Data excerpts
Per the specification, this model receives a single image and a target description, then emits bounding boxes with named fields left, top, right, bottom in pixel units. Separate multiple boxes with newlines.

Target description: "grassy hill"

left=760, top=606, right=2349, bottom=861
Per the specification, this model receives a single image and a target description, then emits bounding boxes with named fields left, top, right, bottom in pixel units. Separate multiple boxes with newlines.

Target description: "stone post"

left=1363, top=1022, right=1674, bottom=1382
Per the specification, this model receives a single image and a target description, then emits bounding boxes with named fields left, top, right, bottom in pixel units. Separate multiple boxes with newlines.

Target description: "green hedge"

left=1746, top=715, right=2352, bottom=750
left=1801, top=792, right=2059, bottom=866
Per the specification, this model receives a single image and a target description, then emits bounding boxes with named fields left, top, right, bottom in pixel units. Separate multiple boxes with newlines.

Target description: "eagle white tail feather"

*Problem to work on*:
All entries are to be copied exactly as they read.

*Expected output*:
Per the specification, this model receives a single image and a target description, then emits bounding boxes with named fields left, top, right, bottom in pixel units. Separate multiple boxes with newlines.

Target description: "grassy hill"

left=760, top=606, right=2349, bottom=861
Per the specification, this model receives a single image and a target description, then emits bounding boxes with named fields left, top, right, bottom in pixel units. Separate multiple boxes with newlines.

Target description: "stone post"

left=1363, top=1022, right=1674, bottom=1382
Per the specification, this model receives a single image and a target description, then emits bounding boxes with named fields left, top, right, bottom in pixel units. Separate multiple boxes with newlines.

Target description: "green hedge"

left=1746, top=715, right=2352, bottom=750
left=1801, top=792, right=2059, bottom=866
Per the specification, this model receives a single image and a target description, then emits bounding boxes with named fields left, top, right, bottom in pixel units. Separate multiple boxes with newlines.

Target description: "eagle white tail feather"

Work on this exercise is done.